**AIM**
Copy the rows below word for word, starting with the line that contains "Label the backpack" and going on through the last line of the rows.

**GIVEN ENTRIES**
=-=-=

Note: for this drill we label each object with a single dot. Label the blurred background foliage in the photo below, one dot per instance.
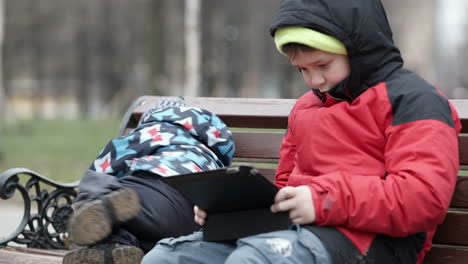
(69, 69)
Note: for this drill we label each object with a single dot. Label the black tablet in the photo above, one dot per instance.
(237, 200)
(231, 189)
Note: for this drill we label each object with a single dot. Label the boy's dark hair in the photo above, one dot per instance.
(291, 49)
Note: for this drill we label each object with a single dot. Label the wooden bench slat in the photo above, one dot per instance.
(460, 196)
(446, 255)
(463, 149)
(257, 144)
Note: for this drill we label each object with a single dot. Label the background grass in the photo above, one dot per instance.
(58, 149)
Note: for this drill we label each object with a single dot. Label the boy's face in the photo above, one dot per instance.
(321, 70)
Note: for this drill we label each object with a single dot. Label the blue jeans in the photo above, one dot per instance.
(295, 245)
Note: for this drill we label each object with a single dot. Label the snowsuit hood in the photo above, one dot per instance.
(361, 25)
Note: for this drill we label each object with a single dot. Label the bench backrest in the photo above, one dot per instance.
(259, 126)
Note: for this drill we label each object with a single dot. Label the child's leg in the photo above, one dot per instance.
(163, 211)
(296, 245)
(188, 249)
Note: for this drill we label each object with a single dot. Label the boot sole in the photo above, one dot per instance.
(92, 222)
(120, 255)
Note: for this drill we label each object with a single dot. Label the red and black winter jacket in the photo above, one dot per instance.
(382, 160)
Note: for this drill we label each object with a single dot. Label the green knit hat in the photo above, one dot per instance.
(308, 37)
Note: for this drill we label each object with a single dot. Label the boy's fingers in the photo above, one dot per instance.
(199, 221)
(283, 206)
(284, 194)
(199, 212)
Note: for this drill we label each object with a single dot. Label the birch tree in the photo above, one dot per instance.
(192, 47)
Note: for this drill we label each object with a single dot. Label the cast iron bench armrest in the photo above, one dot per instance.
(45, 228)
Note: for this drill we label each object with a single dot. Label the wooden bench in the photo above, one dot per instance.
(258, 128)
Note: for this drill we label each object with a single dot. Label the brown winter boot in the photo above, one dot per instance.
(94, 221)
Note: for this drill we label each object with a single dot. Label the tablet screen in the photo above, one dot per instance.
(226, 190)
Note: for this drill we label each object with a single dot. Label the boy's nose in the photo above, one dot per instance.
(316, 79)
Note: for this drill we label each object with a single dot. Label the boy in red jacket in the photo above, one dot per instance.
(369, 163)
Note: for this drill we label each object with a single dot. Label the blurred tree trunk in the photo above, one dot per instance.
(2, 86)
(192, 47)
(170, 75)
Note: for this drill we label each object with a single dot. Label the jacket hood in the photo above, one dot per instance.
(361, 25)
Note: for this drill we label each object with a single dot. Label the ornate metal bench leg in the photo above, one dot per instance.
(45, 228)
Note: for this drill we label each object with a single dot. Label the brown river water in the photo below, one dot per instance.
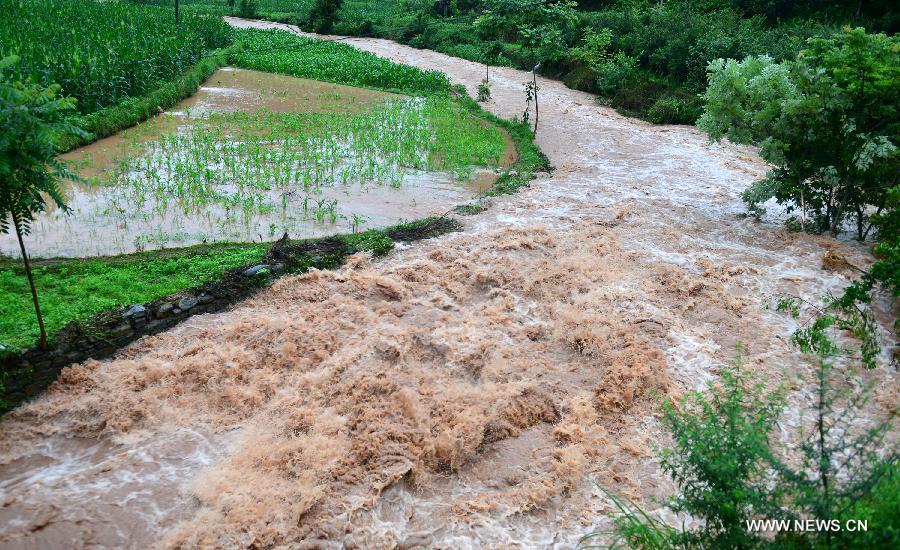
(471, 391)
(105, 220)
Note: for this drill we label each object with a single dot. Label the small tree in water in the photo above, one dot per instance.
(32, 118)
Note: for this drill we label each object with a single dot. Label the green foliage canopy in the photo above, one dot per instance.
(32, 118)
(828, 121)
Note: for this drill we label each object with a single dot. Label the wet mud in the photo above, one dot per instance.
(109, 218)
(471, 391)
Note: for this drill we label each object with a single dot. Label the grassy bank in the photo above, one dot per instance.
(643, 57)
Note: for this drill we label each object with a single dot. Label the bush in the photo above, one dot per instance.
(323, 15)
(673, 110)
(728, 473)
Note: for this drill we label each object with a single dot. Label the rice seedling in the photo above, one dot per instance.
(285, 53)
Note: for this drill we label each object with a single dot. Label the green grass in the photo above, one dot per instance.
(250, 164)
(103, 52)
(285, 53)
(75, 290)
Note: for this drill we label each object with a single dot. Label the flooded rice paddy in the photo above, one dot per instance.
(255, 155)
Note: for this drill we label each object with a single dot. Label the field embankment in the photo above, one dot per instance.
(466, 392)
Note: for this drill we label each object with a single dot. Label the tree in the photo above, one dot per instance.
(323, 15)
(828, 121)
(32, 118)
(542, 27)
(731, 471)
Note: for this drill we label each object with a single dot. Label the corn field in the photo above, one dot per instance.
(103, 52)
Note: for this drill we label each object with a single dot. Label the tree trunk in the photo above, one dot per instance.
(37, 306)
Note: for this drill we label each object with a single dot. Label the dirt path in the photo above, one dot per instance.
(465, 392)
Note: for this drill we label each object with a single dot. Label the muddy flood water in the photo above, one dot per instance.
(202, 172)
(478, 390)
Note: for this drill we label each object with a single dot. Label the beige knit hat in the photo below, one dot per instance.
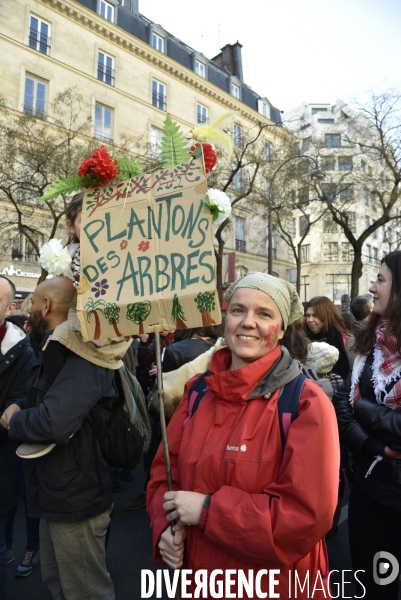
(322, 357)
(281, 292)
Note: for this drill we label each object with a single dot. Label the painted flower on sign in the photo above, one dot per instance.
(100, 288)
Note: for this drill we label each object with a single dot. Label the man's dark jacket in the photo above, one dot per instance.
(367, 428)
(72, 482)
(15, 366)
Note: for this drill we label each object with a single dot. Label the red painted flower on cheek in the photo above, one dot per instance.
(271, 337)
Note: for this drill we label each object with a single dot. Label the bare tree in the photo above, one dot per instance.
(34, 151)
(374, 130)
(244, 178)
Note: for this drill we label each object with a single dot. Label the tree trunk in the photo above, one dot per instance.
(219, 254)
(219, 275)
(298, 259)
(97, 326)
(356, 272)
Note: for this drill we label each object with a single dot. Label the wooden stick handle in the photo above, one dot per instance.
(161, 411)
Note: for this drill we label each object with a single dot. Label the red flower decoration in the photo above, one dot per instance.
(101, 165)
(209, 155)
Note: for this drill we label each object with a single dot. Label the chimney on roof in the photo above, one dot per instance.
(230, 57)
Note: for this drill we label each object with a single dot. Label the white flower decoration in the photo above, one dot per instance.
(54, 258)
(219, 204)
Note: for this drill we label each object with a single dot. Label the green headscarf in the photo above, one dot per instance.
(281, 292)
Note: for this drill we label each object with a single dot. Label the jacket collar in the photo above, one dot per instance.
(260, 378)
(13, 335)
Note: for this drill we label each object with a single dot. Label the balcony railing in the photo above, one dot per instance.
(106, 75)
(38, 41)
(159, 101)
(201, 119)
(240, 245)
(34, 111)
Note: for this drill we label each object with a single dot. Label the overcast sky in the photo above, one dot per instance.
(295, 50)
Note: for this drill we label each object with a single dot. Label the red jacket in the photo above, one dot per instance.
(268, 509)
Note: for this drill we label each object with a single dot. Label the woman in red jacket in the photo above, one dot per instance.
(241, 500)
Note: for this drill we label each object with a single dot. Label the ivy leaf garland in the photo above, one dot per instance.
(68, 185)
(100, 170)
(174, 150)
(129, 168)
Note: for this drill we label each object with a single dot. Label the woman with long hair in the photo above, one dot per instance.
(369, 415)
(323, 323)
(243, 500)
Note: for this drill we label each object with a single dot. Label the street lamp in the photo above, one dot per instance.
(317, 174)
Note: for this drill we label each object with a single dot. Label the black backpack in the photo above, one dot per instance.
(288, 402)
(126, 436)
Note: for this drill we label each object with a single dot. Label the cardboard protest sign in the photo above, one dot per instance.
(147, 257)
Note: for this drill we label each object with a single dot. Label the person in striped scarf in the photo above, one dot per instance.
(368, 408)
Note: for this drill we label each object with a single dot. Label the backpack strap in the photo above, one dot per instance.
(195, 395)
(288, 404)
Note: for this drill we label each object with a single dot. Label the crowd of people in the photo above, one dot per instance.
(265, 416)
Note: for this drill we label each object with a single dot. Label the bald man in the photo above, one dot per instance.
(16, 361)
(69, 488)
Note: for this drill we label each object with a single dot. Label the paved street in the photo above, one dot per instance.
(129, 550)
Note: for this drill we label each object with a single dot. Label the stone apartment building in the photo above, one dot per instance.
(352, 179)
(130, 72)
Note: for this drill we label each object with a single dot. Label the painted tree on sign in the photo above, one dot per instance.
(139, 312)
(205, 301)
(178, 314)
(92, 307)
(112, 314)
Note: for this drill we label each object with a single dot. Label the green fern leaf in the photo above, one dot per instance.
(174, 150)
(68, 185)
(129, 168)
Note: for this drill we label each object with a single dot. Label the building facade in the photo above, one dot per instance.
(354, 182)
(130, 72)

=-=-=

**EXERCISE RESPONSE**
Note: for this drill we label each object with a single dot. Label the backpack strap in the photo above, one dot per instance.
(195, 395)
(288, 404)
Note: for this drill we label each object with a single dot. Label the crowd of people in the photo above, one dot per instance.
(265, 416)
Note: for this drill we label each object with a single dot. Label the bald man in the photo above, one dot per instance.
(16, 361)
(69, 488)
Note: for this drill we label each object with a single dot. Label the paved street in the photo above, one dot per instance.
(129, 550)
Note: for this drill we label each object with a single dot. Label the stone apartment building in the photo above, one dot per instance.
(352, 179)
(130, 72)
Note: for this drill we label each object with a single dot. Label the painted tree on sign in the photo above, one dot per instance.
(139, 312)
(205, 301)
(178, 314)
(92, 307)
(112, 314)
Note: for this drill we label each object with a single dot. Label the green fern leaf in the photo above, one dot per instance.
(174, 150)
(68, 185)
(129, 168)
Note: for this drill we label each object with a single dot. Label the building facade in the photo above, one dot per instance.
(354, 182)
(130, 72)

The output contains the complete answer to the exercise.